Excerpts from a detection dataset
————————

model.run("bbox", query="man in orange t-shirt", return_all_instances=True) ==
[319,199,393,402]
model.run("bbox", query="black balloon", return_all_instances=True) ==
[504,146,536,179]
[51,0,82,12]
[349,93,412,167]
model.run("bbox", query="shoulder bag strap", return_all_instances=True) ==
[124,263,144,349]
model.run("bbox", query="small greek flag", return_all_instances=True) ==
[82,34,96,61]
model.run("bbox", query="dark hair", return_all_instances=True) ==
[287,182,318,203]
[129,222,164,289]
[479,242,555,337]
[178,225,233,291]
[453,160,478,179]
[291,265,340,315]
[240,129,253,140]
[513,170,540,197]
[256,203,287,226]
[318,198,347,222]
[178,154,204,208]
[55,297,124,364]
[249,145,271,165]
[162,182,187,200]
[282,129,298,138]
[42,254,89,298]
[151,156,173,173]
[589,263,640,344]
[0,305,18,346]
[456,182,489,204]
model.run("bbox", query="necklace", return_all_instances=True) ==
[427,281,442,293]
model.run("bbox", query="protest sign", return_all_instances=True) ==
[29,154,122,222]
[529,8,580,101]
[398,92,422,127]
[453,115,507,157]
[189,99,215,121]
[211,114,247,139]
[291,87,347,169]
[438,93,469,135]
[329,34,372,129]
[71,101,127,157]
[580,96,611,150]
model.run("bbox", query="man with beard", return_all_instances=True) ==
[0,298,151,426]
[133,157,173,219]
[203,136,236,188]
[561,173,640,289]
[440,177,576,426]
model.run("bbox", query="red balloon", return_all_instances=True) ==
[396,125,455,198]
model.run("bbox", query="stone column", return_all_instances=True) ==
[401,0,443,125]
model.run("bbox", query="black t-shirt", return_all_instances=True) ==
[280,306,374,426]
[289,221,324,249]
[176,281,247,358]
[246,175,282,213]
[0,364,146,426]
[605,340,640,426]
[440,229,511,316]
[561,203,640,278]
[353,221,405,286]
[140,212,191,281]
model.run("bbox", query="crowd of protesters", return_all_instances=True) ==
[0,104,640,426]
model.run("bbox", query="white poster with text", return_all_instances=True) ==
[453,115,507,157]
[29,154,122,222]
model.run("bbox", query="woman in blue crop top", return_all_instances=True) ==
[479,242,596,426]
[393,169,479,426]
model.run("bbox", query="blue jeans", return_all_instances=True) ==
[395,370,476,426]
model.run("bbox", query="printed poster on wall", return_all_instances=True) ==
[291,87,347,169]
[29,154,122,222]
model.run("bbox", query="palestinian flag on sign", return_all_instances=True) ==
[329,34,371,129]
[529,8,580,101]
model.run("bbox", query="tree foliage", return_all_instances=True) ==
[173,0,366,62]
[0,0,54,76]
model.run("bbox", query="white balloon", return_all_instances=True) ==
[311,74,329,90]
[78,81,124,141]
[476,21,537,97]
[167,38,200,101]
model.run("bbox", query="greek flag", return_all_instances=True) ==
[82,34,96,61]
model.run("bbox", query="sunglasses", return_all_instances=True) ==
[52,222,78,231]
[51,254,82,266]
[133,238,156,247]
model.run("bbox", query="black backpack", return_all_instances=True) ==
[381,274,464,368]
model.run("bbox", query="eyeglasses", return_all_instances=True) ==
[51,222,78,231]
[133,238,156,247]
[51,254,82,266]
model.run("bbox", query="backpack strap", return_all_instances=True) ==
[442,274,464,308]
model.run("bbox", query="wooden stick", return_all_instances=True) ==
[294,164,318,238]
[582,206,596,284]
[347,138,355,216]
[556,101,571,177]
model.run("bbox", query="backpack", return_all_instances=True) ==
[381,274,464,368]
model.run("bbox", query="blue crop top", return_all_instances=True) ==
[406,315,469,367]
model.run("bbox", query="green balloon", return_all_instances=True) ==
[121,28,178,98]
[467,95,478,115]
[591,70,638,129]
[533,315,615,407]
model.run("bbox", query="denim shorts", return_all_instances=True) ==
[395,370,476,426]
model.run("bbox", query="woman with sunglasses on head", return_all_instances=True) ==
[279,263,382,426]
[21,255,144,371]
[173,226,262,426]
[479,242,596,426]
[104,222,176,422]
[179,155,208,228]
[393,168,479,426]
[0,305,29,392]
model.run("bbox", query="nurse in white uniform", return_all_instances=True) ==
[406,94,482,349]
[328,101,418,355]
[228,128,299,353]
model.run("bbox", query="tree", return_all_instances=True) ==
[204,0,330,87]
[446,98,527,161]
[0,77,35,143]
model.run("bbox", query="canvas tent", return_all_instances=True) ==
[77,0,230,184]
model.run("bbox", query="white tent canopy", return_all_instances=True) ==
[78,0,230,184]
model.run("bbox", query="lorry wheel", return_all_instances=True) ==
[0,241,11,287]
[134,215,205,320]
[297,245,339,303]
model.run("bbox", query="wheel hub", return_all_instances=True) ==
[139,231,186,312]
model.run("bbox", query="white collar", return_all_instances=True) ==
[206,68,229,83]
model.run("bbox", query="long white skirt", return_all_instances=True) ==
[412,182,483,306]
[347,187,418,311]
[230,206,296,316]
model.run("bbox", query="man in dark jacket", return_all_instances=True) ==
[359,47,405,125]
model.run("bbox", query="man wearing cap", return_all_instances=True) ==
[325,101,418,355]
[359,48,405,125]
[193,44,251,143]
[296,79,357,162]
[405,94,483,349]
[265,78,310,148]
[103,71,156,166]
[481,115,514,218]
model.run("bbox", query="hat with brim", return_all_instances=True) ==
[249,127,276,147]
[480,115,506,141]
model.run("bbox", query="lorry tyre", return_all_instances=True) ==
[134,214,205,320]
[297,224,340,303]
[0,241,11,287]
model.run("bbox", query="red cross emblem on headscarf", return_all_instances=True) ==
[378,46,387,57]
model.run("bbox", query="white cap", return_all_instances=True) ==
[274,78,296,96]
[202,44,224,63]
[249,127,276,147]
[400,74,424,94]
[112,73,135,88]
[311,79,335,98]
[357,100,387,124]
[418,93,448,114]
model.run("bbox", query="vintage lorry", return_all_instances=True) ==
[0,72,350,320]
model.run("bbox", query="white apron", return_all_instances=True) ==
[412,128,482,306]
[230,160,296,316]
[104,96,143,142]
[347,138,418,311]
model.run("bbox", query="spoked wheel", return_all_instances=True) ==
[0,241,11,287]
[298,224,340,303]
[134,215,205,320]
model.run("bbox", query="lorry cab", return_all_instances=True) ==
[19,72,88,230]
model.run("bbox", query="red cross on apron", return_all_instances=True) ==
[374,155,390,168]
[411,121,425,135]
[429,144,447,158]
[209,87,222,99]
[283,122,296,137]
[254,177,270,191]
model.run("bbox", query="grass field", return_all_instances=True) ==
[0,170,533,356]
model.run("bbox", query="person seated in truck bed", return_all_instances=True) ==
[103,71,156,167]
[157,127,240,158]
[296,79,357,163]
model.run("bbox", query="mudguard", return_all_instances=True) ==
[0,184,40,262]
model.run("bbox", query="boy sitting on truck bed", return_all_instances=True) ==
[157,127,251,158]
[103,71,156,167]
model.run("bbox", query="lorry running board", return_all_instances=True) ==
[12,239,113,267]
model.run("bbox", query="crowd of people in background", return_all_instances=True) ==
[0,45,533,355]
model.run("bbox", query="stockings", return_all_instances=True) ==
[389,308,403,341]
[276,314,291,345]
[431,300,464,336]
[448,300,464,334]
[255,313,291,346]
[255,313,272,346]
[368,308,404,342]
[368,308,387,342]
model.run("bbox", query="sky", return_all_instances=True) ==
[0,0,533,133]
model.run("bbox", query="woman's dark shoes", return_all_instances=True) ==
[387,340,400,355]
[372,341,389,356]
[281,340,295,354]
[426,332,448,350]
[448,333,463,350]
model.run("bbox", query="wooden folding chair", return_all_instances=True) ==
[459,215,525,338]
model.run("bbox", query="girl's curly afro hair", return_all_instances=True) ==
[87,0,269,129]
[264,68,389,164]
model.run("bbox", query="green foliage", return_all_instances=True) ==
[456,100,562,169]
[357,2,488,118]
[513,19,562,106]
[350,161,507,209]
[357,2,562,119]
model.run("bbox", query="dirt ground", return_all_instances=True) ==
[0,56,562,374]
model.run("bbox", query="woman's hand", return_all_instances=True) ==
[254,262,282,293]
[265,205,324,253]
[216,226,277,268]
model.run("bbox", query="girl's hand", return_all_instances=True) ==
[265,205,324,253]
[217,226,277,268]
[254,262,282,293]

————————

Requirement
Edit the rows from the very first line down to the line holding "[580,96,611,150]", both ends included, so that "protest sign" reads "picket sign". Reproduce only those lines, with nothing else altered.

Answer
model.run("bbox", query="man in orange t-shirt", return_all_instances=True) ==
[319,199,393,402]
model.run("bbox", query="black balloon", return_all_instances=True) ==
[504,146,536,179]
[51,0,82,12]
[349,93,412,167]
model.run("bbox", query="shoulder bag strap", return_all_instances=True) ==
[124,263,144,349]
model.run("bbox", query="small greek flag", return_all_instances=True) ==
[82,34,96,61]
model.run("bbox", query="dark hair", return_all_instances=True) ==
[287,182,318,203]
[129,222,164,289]
[479,242,555,337]
[178,225,233,291]
[453,160,478,179]
[291,265,340,315]
[240,129,253,140]
[513,170,540,197]
[256,203,287,226]
[318,198,347,222]
[178,154,204,208]
[55,297,124,364]
[249,145,271,165]
[162,182,187,200]
[282,129,298,138]
[42,254,89,298]
[151,156,173,173]
[589,263,640,344]
[0,305,18,346]
[456,182,489,204]
model.run("bbox", query="necklace", return_all_instances=True) ==
[427,281,442,293]
model.run("bbox", query="picket sign", return_all_instances=True) ==
[29,154,122,222]
[529,8,580,101]
[398,92,422,127]
[453,115,507,157]
[189,99,215,121]
[211,114,247,139]
[291,87,347,169]
[438,93,469,135]
[329,34,372,129]
[71,101,127,157]
[580,96,611,150]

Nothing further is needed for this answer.